[EXTRACTED DATA]
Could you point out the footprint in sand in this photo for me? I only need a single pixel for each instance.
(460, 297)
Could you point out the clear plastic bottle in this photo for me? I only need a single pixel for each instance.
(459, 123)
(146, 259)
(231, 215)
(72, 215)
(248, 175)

[WHAT IS NEEDED]
The answer is to be the complete listing, transcribed exactly.

[ANSWER FOR THE TASK]
Could you point out the footprint in sand in this photo for me? I only need a single pixel for each instance.
(460, 297)
Could you point out the clear plastic bottle in this photo for me? I only need a single pixel for each instance.
(459, 123)
(146, 259)
(231, 215)
(72, 215)
(248, 175)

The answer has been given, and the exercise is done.